• **TEXT FOR ANALYSIS**
Deputy Connolly spoke at length at the crisis surrounding traffic and housing in Galway city and said that not all of the blame could be laid at the door of the local authority.

She said that her preference would be the provision of light rail as the main form of public transport, but that this would have to be driven by the government.

“I sat on the local council for 17 years and despaired at all of the solutions going down one road, metaphorically and literally. In 2005 we put Park & Ride into the development plan, but that has not been rolled out. A 2016 transport strategy was outdated at the time and still has not been updated.

“Due to the housing crisis in the city, a task force was set up in 2019. Not a single report or analysis has been published on the cause of the crisis,” added Deputy Connolly.

She then referred to a report from the Land Development Agency (LDA) that identified lands suitable for the provision of housing. But she said that two-thirds of these had significant problems and a large portion was in Merlin Park University Hospital which, she said, would never have housing built on it.

In response, Minister Simon Harris spoke of the continuing job investment in the city and also in higher education, which is his portfolio.

But turning his attention to traffic congestion, he accepted that there were “real issues” when it came to transport, mobility and accessibility around Galway.

“We share the view that we need a Park & Ride facility and I understand there are also Bus Connects plans.

• **WORK INSTRUCTION 1**
Translate this sentence from the Galway traffic and housing text into Spanish: "She said that her preference would be the provision of light rail as the main form of public transport, but that this would have to be driven by the government."
• **WORK INSTRUCTION 2**
Write the next part of the Galway traffic and housing text, picking up after its final sentence.
The material that comes after the Galway traffic and housing text is not needed for anything here.

• **INFORMATION SUPPLIED**
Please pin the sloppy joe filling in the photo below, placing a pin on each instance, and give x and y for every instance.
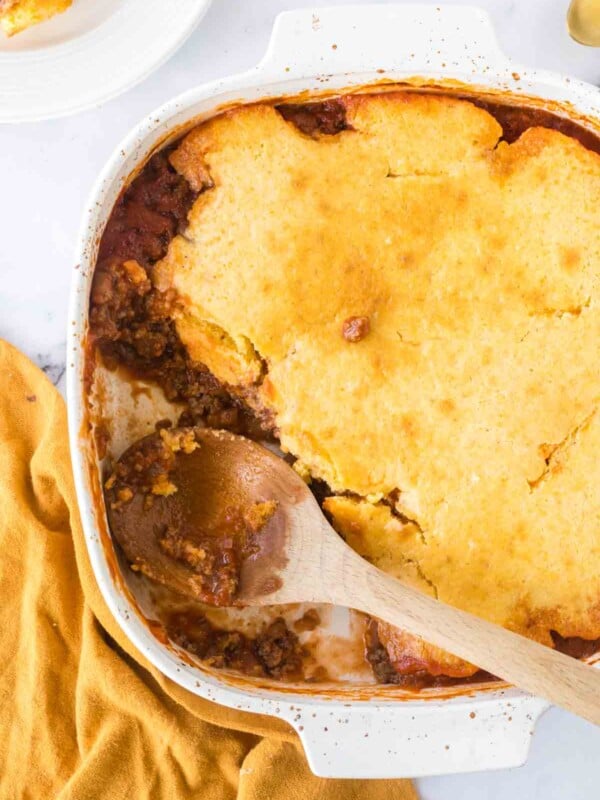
(132, 326)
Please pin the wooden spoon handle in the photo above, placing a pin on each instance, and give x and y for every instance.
(538, 669)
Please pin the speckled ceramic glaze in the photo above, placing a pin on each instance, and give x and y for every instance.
(345, 733)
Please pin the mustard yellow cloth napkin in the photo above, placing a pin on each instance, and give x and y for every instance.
(82, 714)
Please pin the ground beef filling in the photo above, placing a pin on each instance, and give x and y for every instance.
(171, 521)
(131, 327)
(275, 652)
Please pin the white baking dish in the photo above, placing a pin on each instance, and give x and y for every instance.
(380, 732)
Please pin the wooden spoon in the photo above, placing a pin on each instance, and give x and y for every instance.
(296, 556)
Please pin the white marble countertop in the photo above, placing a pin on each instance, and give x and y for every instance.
(40, 206)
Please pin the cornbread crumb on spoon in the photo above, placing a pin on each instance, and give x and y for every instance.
(221, 519)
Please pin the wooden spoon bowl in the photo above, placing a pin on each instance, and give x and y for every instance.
(291, 554)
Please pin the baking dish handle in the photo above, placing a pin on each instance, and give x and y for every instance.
(435, 738)
(381, 38)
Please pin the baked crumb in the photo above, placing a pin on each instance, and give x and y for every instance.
(355, 329)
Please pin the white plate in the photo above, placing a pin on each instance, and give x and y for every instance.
(89, 54)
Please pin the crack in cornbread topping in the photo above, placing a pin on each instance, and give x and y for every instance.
(485, 289)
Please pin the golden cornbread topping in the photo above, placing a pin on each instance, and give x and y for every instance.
(456, 429)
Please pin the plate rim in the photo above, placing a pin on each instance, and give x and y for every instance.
(90, 95)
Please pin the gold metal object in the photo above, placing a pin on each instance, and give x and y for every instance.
(583, 21)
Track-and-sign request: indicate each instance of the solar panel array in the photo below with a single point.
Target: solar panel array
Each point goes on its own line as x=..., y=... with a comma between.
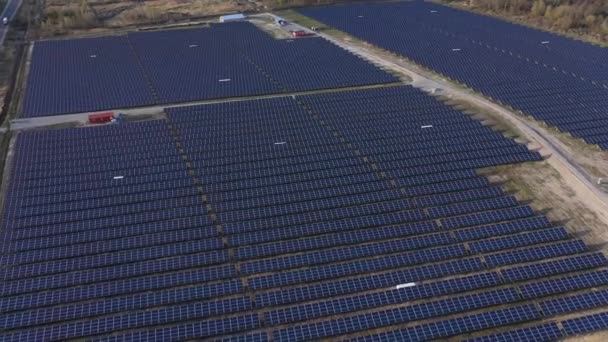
x=560, y=81
x=159, y=67
x=291, y=218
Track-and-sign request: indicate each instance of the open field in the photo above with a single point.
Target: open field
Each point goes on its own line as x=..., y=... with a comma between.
x=264, y=187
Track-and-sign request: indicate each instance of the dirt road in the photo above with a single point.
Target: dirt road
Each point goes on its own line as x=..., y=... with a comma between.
x=581, y=182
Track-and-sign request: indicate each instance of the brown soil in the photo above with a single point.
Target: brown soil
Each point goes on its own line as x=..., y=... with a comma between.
x=547, y=191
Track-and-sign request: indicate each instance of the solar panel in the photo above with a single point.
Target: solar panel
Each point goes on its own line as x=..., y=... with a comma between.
x=552, y=78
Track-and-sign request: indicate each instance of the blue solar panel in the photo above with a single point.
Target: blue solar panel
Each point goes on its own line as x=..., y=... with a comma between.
x=538, y=333
x=220, y=61
x=366, y=211
x=457, y=326
x=378, y=299
x=548, y=268
x=568, y=283
x=552, y=78
x=351, y=324
x=586, y=324
x=579, y=302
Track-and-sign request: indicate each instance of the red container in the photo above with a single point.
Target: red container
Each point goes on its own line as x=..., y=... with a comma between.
x=101, y=117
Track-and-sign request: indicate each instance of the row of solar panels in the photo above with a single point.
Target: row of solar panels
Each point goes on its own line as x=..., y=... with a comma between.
x=161, y=67
x=561, y=81
x=312, y=244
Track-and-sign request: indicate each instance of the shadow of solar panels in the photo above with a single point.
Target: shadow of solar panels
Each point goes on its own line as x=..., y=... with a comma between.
x=316, y=217
x=160, y=67
x=560, y=81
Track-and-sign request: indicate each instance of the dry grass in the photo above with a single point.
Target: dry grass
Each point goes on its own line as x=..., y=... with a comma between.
x=63, y=17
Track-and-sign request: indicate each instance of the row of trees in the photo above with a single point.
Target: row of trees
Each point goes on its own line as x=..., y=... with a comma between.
x=590, y=16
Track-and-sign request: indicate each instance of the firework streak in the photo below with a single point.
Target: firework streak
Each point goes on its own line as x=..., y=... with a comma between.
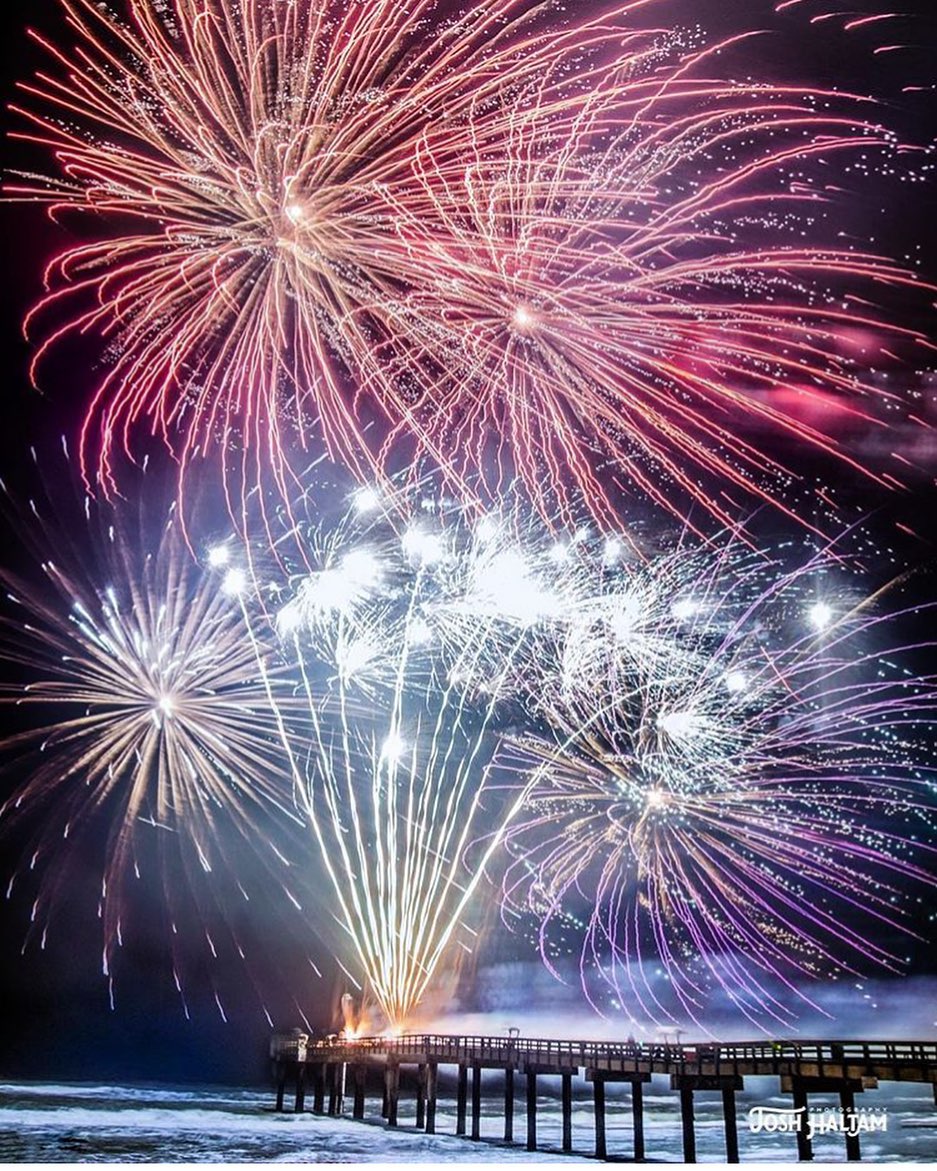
x=534, y=250
x=700, y=762
x=162, y=752
x=733, y=810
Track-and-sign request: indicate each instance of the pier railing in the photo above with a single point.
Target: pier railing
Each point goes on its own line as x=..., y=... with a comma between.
x=587, y=1054
x=805, y=1068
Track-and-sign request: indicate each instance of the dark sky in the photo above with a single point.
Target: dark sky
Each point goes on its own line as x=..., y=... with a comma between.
x=55, y=1020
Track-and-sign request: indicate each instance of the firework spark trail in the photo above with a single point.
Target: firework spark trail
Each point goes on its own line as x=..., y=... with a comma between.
x=511, y=242
x=392, y=788
x=237, y=157
x=162, y=751
x=739, y=812
x=616, y=302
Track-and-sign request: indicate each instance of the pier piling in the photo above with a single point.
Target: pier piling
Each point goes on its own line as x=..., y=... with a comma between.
x=392, y=1083
x=421, y=1097
x=686, y=1121
x=567, y=1108
x=432, y=1076
x=804, y=1068
x=510, y=1104
x=299, y=1103
x=360, y=1075
x=531, y=1109
x=462, y=1089
x=599, y=1101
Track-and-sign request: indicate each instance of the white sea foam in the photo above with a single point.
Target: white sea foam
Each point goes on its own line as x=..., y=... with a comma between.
x=91, y=1123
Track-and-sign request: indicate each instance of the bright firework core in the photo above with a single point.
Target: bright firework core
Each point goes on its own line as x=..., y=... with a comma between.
x=658, y=734
x=348, y=228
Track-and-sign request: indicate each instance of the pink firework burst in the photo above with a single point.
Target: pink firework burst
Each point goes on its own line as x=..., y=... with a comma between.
x=234, y=164
x=631, y=302
x=531, y=248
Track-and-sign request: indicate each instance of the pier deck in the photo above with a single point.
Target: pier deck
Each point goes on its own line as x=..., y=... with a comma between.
x=804, y=1067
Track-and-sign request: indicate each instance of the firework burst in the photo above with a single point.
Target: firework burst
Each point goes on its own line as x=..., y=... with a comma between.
x=527, y=248
x=403, y=696
x=246, y=163
x=738, y=810
x=161, y=753
x=619, y=296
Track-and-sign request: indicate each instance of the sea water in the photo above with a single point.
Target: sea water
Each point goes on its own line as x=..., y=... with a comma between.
x=97, y=1123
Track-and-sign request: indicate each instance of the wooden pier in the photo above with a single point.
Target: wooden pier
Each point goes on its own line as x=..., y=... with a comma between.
x=336, y=1066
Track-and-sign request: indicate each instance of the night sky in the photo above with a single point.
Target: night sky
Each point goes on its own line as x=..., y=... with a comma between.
x=57, y=1021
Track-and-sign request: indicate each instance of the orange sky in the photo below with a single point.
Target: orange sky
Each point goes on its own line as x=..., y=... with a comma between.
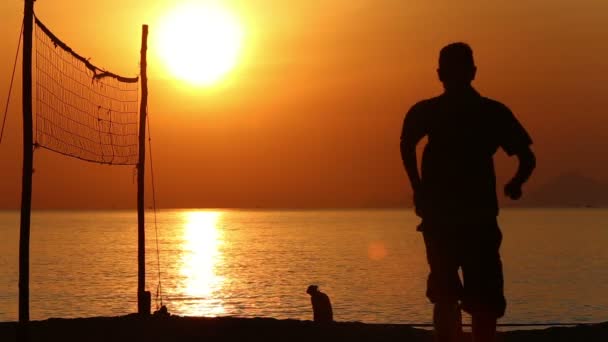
x=311, y=116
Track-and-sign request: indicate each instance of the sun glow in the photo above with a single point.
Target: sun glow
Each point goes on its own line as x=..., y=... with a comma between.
x=199, y=42
x=201, y=283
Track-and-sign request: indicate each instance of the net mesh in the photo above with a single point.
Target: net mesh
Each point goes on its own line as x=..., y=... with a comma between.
x=81, y=110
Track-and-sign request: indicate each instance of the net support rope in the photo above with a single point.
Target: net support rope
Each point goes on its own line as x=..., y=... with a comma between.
x=83, y=111
x=159, y=297
x=10, y=87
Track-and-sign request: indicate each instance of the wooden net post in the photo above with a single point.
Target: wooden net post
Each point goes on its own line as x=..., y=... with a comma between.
x=143, y=297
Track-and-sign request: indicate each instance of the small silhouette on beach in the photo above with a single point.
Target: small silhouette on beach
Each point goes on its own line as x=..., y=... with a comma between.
x=321, y=305
x=455, y=193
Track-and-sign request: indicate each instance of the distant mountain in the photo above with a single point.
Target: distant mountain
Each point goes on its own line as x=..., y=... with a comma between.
x=569, y=190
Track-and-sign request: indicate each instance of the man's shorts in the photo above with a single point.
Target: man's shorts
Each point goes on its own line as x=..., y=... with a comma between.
x=474, y=248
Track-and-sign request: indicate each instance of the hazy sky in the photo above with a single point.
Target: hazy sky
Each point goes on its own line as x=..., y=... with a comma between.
x=312, y=114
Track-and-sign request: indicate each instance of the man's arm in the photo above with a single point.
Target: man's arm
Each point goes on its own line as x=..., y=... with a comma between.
x=527, y=163
x=413, y=131
x=410, y=162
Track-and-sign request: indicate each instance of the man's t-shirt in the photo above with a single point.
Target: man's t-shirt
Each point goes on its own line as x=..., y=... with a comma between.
x=464, y=132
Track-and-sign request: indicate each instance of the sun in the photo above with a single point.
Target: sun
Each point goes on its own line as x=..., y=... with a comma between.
x=199, y=42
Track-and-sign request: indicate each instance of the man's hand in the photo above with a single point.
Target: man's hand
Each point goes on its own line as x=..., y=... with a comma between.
x=419, y=203
x=513, y=190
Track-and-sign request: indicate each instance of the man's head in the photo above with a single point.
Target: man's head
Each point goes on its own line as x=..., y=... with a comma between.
x=456, y=66
x=312, y=289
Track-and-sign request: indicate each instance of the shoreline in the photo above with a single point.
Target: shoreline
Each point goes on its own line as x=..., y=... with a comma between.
x=177, y=328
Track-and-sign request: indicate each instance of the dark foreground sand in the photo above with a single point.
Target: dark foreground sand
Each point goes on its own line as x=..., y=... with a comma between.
x=131, y=328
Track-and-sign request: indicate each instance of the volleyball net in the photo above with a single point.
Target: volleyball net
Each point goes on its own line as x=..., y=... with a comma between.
x=81, y=110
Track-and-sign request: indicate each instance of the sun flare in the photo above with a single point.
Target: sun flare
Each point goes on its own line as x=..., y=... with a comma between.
x=199, y=42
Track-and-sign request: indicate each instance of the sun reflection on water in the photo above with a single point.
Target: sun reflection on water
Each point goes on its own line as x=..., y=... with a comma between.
x=201, y=257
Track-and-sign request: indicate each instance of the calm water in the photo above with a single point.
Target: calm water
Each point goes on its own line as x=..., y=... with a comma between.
x=259, y=263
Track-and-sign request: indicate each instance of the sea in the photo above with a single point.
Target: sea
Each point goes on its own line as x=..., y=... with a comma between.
x=258, y=263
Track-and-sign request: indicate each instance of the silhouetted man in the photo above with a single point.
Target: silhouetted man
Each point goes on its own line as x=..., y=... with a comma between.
x=321, y=306
x=455, y=193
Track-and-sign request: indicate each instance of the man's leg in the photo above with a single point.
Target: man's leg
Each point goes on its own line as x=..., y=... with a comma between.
x=483, y=282
x=443, y=286
x=447, y=321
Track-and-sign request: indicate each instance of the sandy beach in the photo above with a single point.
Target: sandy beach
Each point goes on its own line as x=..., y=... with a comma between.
x=175, y=328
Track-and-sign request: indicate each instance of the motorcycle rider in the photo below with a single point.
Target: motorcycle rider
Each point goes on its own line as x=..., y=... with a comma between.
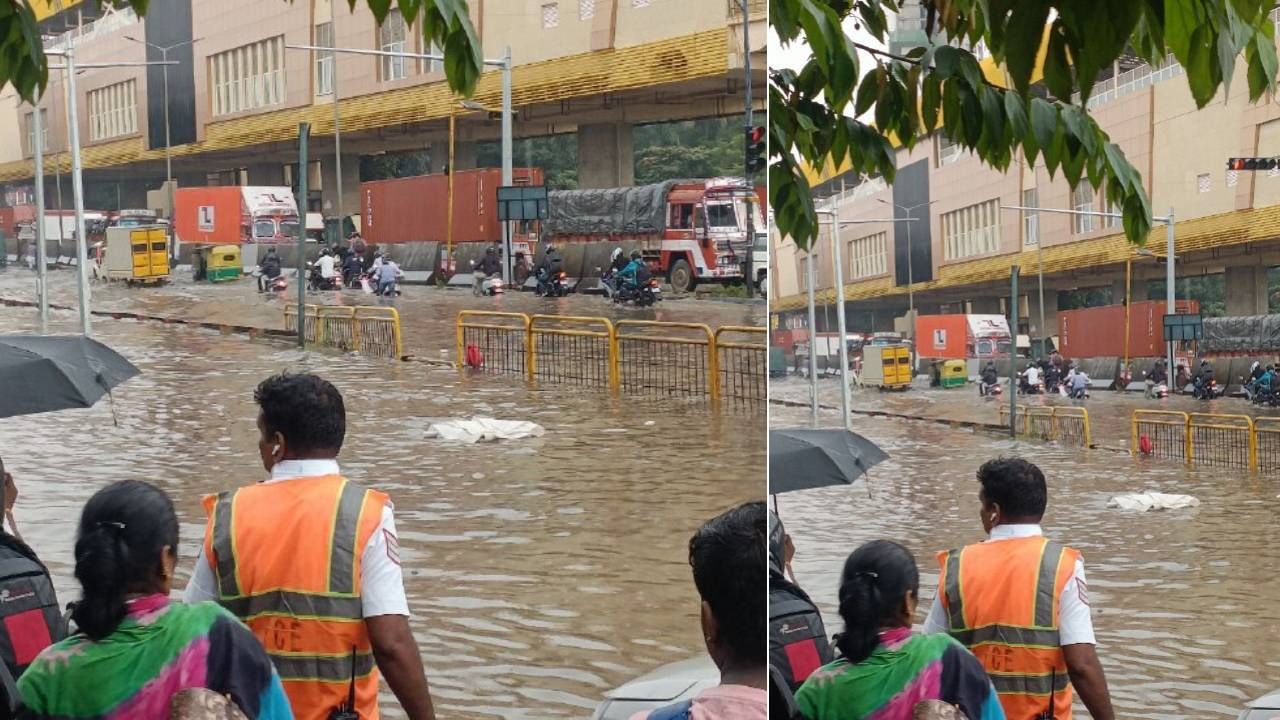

• **EXERCISE ANSWER 1**
Dijo que su preferencia sería la implantación de un tren ligero como principal medio de transporte público, pero que esto tendría que ser impulsado por el gobierno.

• **EXERCISE ANSWER 2**
“I also suggest that the City Council reflect on her comments. I am proud to be in a Government that is providing unparalleled levels of investment to local authorities and unparalleled opportunities for local authorities to draw down,” he said.

Then Minister Harris referred to the controversial Galway City Outer Ring Road which he said was “struck down by An Bord Pleanála”, despite a lot of energy having been put into that project.

However, Deputy Connolly picked up on this and pointed out that An Bord Pleanála did not say ‘No’ to the ring road.

“The High Court said ‘No’ to the ring road because An Bord Pleanála acknowledged it failed utterly to consider climate change and our climate change obligations.

“That tells us something about An Bord Pleanála and the management that submitted such a plan.”

In the end, Minister Harris agreed that there needed to be a masterplan for Galway City.

“I suggest it is for the local authority to come up with a vision and then work with the Government to try to fund and implement that.”